Task description
Pull out every line in the rows below that contains the word "mirror", copying each one unchanged.

* start Entries shown *

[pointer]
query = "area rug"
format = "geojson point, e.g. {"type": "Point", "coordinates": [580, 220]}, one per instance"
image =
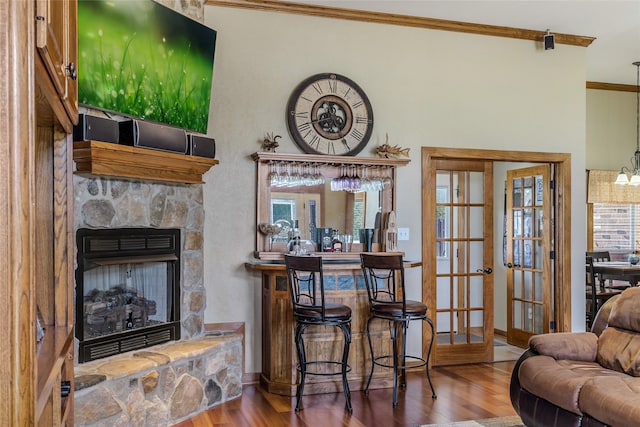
{"type": "Point", "coordinates": [512, 421]}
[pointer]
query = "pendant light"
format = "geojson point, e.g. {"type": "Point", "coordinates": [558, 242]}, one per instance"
{"type": "Point", "coordinates": [635, 160]}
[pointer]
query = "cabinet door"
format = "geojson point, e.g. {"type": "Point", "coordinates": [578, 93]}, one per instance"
{"type": "Point", "coordinates": [56, 40]}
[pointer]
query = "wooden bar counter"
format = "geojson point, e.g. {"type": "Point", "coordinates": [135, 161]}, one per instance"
{"type": "Point", "coordinates": [344, 284]}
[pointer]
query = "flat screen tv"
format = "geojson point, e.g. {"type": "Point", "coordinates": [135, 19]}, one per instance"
{"type": "Point", "coordinates": [143, 60]}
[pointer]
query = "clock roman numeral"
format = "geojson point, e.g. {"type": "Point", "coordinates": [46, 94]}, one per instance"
{"type": "Point", "coordinates": [330, 148]}
{"type": "Point", "coordinates": [315, 142]}
{"type": "Point", "coordinates": [333, 86]}
{"type": "Point", "coordinates": [304, 126]}
{"type": "Point", "coordinates": [357, 135]}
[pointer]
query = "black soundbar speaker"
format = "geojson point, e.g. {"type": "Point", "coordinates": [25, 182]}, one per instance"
{"type": "Point", "coordinates": [202, 146]}
{"type": "Point", "coordinates": [92, 128]}
{"type": "Point", "coordinates": [140, 133]}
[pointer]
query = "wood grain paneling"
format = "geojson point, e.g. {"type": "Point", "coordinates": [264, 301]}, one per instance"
{"type": "Point", "coordinates": [403, 20]}
{"type": "Point", "coordinates": [103, 158]}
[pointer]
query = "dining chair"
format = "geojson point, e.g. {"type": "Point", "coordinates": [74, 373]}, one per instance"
{"type": "Point", "coordinates": [595, 294]}
{"type": "Point", "coordinates": [384, 280]}
{"type": "Point", "coordinates": [310, 308]}
{"type": "Point", "coordinates": [616, 282]}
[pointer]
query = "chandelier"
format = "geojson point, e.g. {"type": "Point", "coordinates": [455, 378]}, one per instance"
{"type": "Point", "coordinates": [635, 160]}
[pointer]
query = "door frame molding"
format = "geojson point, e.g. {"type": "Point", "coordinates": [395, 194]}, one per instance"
{"type": "Point", "coordinates": [562, 230]}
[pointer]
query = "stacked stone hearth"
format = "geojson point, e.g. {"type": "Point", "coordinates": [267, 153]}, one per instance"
{"type": "Point", "coordinates": [163, 384]}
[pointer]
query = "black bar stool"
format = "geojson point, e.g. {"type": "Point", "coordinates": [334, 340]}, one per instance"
{"type": "Point", "coordinates": [306, 283]}
{"type": "Point", "coordinates": [384, 279]}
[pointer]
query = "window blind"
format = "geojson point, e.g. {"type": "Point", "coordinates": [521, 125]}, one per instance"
{"type": "Point", "coordinates": [601, 189]}
{"type": "Point", "coordinates": [616, 227]}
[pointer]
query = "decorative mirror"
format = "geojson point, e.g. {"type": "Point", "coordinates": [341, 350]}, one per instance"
{"type": "Point", "coordinates": [324, 195]}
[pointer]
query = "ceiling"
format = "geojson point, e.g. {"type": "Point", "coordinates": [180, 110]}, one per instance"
{"type": "Point", "coordinates": [614, 23]}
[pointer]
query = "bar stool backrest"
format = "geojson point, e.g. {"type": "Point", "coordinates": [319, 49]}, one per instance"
{"type": "Point", "coordinates": [384, 278]}
{"type": "Point", "coordinates": [306, 284]}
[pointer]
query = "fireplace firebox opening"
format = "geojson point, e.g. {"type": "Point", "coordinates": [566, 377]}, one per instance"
{"type": "Point", "coordinates": [127, 290]}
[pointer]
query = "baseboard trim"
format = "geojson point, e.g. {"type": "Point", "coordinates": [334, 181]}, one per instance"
{"type": "Point", "coordinates": [234, 327]}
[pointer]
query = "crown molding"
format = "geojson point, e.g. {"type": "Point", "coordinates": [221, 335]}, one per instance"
{"type": "Point", "coordinates": [612, 86]}
{"type": "Point", "coordinates": [402, 20]}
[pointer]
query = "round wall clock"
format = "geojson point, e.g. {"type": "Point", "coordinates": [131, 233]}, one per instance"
{"type": "Point", "coordinates": [329, 114]}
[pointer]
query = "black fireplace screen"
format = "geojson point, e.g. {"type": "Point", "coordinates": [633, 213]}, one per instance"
{"type": "Point", "coordinates": [127, 290]}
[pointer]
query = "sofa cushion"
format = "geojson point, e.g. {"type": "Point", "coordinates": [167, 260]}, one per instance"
{"type": "Point", "coordinates": [580, 346]}
{"type": "Point", "coordinates": [624, 313]}
{"type": "Point", "coordinates": [619, 349]}
{"type": "Point", "coordinates": [613, 400]}
{"type": "Point", "coordinates": [559, 381]}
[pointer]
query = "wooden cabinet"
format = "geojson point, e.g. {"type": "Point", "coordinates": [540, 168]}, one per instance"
{"type": "Point", "coordinates": [57, 45]}
{"type": "Point", "coordinates": [36, 277]}
{"type": "Point", "coordinates": [343, 284]}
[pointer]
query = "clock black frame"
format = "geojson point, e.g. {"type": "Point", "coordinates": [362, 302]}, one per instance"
{"type": "Point", "coordinates": [329, 114]}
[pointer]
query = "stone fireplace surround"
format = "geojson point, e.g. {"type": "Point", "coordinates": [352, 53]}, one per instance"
{"type": "Point", "coordinates": [163, 384]}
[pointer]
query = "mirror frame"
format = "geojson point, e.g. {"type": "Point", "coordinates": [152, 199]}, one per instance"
{"type": "Point", "coordinates": [330, 167]}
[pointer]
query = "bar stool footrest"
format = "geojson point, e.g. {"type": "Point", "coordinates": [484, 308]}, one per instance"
{"type": "Point", "coordinates": [422, 362]}
{"type": "Point", "coordinates": [324, 362]}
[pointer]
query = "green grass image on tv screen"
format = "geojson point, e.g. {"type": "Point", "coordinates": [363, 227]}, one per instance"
{"type": "Point", "coordinates": [141, 59]}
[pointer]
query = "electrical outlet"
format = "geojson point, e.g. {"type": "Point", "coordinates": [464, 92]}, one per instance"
{"type": "Point", "coordinates": [403, 233]}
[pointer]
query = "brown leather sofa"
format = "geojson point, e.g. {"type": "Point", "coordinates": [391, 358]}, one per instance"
{"type": "Point", "coordinates": [584, 378]}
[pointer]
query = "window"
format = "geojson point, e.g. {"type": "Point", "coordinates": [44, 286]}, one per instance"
{"type": "Point", "coordinates": [616, 227]}
{"type": "Point", "coordinates": [443, 205]}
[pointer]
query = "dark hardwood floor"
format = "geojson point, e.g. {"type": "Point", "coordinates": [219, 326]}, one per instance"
{"type": "Point", "coordinates": [464, 393]}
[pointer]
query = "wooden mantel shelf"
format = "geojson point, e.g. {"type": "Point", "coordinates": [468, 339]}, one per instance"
{"type": "Point", "coordinates": [108, 159]}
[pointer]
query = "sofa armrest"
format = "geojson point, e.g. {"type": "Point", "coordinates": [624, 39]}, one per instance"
{"type": "Point", "coordinates": [580, 346]}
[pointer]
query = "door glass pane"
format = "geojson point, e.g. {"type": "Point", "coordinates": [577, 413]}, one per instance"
{"type": "Point", "coordinates": [517, 314]}
{"type": "Point", "coordinates": [528, 222]}
{"type": "Point", "coordinates": [459, 223]}
{"type": "Point", "coordinates": [517, 193]}
{"type": "Point", "coordinates": [517, 223]}
{"type": "Point", "coordinates": [528, 191]}
{"type": "Point", "coordinates": [539, 285]}
{"type": "Point", "coordinates": [476, 222]}
{"type": "Point", "coordinates": [528, 285]}
{"type": "Point", "coordinates": [476, 187]}
{"type": "Point", "coordinates": [539, 182]}
{"type": "Point", "coordinates": [528, 244]}
{"type": "Point", "coordinates": [476, 292]}
{"type": "Point", "coordinates": [528, 317]}
{"type": "Point", "coordinates": [517, 253]}
{"type": "Point", "coordinates": [539, 223]}
{"type": "Point", "coordinates": [538, 325]}
{"type": "Point", "coordinates": [517, 284]}
{"type": "Point", "coordinates": [538, 255]}
{"type": "Point", "coordinates": [443, 301]}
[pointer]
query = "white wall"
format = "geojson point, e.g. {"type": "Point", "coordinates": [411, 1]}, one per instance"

* end Entries shown *

Solution for this problem
query = "decorative mirror"
query = "mirror frame"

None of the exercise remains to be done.